━━━━━ SELECTED PASSAGE
Book Review: Sternbergh’s Shovel Ready


Shovel Ready
Adam Sternbergh

A crime novel set in post-apocalyptic New York City featuring a hit man with a heart of gold as the hero.

New York has been hit with a dirty bomb, and most of the city has fled, or now lives their entire lives jacked into virtual reality. Except our hero, who lives in Jersey and kills people. Except when he teams up with a group of misfits to take on the powers that be and protect a young girl.

A mix of the clever and the trite, this book is by turns clever, and too loose with the corny jokes and crime novel clichés. Still, I enjoyed it for the dark confectionery ride it is. If you have a tolerance for a certain level of crime novel cliché, you’ll probably enjoy it too.

Recommended for the enthusiast.

 

Book Review: Miller’s Song of Achilles


The Song of Achilles
Madeline Miller

If you’ve read the Iliad (and you really should read the Iliad) you know the basic outlines of Achilles life and, if you really paid attention, you remember Patroclus, his friend and consort whose death finally brings Achilles out of his moping to wage war on the Trojans.
━━━━━━━━━━
━━━━━ DATASET ROWS
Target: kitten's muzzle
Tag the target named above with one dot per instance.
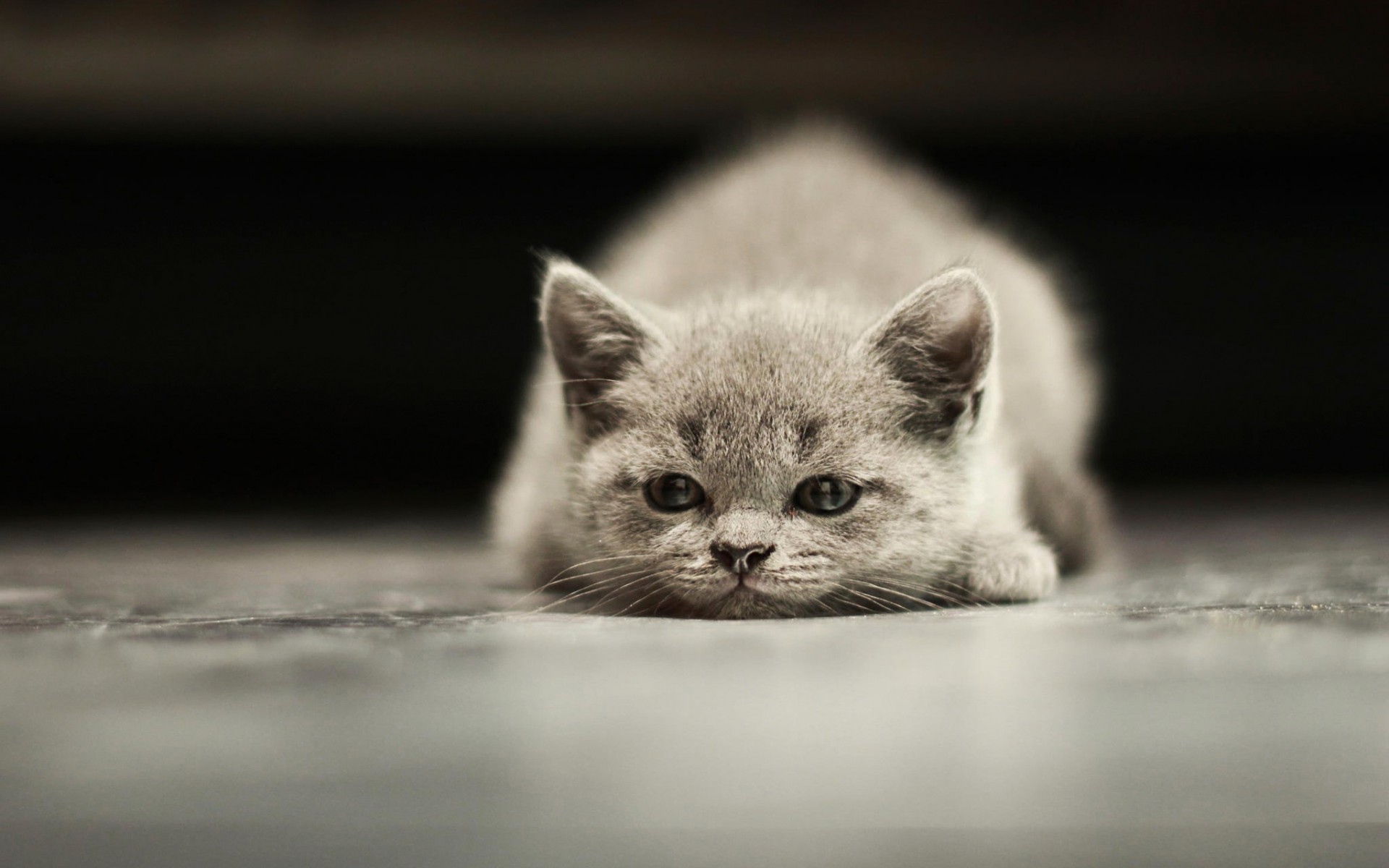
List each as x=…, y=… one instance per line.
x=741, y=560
━━━━━━━━━━
━━━━━ DATASET ROWS
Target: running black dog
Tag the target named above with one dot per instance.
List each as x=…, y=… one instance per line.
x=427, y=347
━━━━━━━━━━
» TASK REQUIREMENTS
1. Please summarize the book reviews in two sentences.
2. Answer these questions from the book reviews:
(a) What hit New York in Shovel Ready?
(b) For whom is Shovel Ready recommended?
(c) In the Iliad, whose death brings Achilles out of his moping?
3. Write the next part of the review of The Song of Achilles, picking up after its last sentence.

» THE REPLIES
1. Adam Sternbergh's Shovel Ready is a crime novel set in a New York City hit by a dirty bomb, where a hit man from Jersey teams up with a group of misfits to protect a young girl. The reviewer finds it a mix of the clever and the trite, enjoyed it despite its corny jokes and crime novel clichés, and recommends it for the enthusiast; the review of Madeline Miller's The Song of Achilles begins by recalling Patroclus, whose death in the Iliad brings Achilles out of his moping to wage war on the Trojans.

2.
(a) A dirty bomb.
(b) The enthusiast.
(c) The death of Patroclus.

3.
Miller’s book, a retelling of sorts of the life of Achilles takes as its central idea that Achilles and Patroclus were not just friends, but lovers, and she then reinterprets all the events of their lives based on this fact. In a reworking of one of the central plot points of the Iliad, for instance, Achilles isn’t upset because he lost a slave girl he wanted to rape, rather he is upset because he was protecting said slave girl (and using her as a beard of sorts).

This kind of “shipping” (to borrow a term from science fiction fan fiction) is common. Too often, it’s also poorly done. But here, Miller knows her original sources intimately (she has an MA in classics after all), and gracefully re-reads them to tell her story. I found myself not only impressed with the ingenuity of her reworking of the well known stories of the life of Achilles, but also genuinely moved by the love story she develops between Achilles and Patroclus.

A clever book, a joy to read, especially if, like me, you’re a bit obsessed with the Homeric epics.

Recommended.

Kurshan’s If All The Seas Were Ink

If All the Seas Were Ink: A Memoir

 Ilana Kurshan

This book has been making the rounds among many of my friends and family and people’s reactions are so stark, and so diametrically opposed. There are those who love this book, who relate to its extreme bookishness, to the authors attempts to come to grips with her life through a deep reading of, centrally, the Talmud, but also through her reading of other, non-religious texts.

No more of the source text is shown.